(Document segment)
__________________________________________________
Georgia News

New Research Cites Meth Project Ads as Effective
Study Published in Journal of Marketing Research Finds Meth Project's Approach "Significantly Reduced Future Drug Use"

PALO ALTO, Calif.—March 7, 2012—A new study published in the Journal of Marketing Research has cited the Meth Project's advertising as effective in deterring substance abuse.

The new study, by researchers at the W. P. Carey School of Business at Arizona State University, compared different types of advertisements—ads that used only fear tactics to convey their message, ads like the Meth Project's that added an additional element on top of the fear that would disgust target audiences, and ads that were emotionally neutral.

The researchers tested the effectiveness of several advertisements—including the Meth Project's—with a group of college students and found that ads that relied on fear alone to convey their message did not lead to immediate changes in attitudes or behavior. However, according to the study, the Meth Project ads and others that incorporated an element of "disgust," such as rotting teeth, skin sores or infections, did compel viewers to "undertake distancing behaviors," such as deciding not to use illegal drugs.
__________________________________________________
(Given entries)
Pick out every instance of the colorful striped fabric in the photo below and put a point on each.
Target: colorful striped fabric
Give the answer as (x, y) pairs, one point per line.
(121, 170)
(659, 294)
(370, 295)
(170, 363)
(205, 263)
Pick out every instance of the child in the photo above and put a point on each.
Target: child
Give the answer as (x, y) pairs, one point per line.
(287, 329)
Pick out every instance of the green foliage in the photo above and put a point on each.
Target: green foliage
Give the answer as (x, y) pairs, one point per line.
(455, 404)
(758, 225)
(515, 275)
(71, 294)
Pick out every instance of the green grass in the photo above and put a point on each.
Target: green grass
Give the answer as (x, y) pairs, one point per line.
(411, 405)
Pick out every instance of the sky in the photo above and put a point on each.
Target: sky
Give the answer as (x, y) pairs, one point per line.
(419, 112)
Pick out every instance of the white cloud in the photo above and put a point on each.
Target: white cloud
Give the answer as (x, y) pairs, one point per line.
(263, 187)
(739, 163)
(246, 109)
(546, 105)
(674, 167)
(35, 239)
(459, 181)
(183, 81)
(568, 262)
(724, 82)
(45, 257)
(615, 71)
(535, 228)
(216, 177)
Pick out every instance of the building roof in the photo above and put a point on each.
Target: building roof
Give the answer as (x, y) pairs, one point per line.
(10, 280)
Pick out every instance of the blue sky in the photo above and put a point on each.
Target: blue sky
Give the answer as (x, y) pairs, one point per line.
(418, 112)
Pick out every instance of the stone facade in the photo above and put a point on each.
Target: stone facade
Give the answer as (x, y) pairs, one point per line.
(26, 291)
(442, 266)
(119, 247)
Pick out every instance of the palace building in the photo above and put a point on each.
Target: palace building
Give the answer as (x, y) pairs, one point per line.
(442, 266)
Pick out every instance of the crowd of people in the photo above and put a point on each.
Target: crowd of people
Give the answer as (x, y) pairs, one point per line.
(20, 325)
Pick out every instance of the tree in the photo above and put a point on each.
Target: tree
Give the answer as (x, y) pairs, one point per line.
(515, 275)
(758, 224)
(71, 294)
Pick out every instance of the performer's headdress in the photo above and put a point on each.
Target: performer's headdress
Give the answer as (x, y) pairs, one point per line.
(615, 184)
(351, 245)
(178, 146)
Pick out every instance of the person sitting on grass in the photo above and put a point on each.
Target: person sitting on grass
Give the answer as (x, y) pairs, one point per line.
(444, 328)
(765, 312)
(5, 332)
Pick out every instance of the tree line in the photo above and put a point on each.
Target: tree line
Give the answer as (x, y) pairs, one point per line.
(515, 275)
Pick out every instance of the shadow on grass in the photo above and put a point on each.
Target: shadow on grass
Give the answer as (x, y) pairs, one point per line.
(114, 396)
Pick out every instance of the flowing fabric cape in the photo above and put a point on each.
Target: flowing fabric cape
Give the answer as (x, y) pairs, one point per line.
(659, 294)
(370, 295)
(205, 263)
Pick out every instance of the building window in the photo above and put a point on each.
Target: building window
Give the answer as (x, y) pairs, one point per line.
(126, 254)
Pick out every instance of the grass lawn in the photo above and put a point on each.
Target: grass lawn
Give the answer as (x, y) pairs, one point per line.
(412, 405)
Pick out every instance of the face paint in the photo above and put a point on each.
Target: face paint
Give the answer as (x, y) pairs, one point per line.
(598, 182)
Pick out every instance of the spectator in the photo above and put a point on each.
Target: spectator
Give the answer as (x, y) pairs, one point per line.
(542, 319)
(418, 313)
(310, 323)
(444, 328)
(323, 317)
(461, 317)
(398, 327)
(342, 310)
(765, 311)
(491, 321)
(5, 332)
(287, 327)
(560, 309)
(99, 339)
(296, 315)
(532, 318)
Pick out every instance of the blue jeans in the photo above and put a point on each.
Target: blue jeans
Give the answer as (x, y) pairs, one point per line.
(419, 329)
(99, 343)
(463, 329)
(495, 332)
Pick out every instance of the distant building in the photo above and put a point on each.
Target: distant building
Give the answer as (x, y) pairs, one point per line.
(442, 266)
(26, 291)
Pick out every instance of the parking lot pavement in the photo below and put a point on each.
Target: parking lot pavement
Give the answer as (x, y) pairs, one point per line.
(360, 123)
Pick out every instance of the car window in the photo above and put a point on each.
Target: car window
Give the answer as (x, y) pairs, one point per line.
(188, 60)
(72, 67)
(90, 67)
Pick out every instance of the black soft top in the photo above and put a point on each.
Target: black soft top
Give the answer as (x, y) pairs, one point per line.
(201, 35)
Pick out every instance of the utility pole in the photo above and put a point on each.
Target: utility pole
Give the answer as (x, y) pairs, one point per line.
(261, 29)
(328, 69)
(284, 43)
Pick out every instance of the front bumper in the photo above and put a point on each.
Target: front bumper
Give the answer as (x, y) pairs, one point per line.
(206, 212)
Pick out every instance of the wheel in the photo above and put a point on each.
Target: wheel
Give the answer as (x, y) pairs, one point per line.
__________________________________________________
Rewrite the news release from the words "Georgia News" through the words "were emotionally neutral.", renaming "Meth Project" to "Meth Campaign" throughout.

(Solution)
Georgia News

New Research Cites Meth Campaign Ads as Effective
Study Published in Journal of Marketing Research Finds Meth Campaign's Approach "Significantly Reduced Future Drug Use"

PALO ALTO, Calif.—March 7, 2012—A new study published in the Journal of Marketing Research has cited the Meth Campaign's advertising as effective in deterring substance abuse.

The new study, by researchers at the W. P. Carey School of Business at Arizona State University, compared different types of advertisements—ads that used only fear tactics to convey their message, ads like the Meth Campaign's that added an additional element on top of the fear that would disgust target audiences, and ads that were emotionally neutral.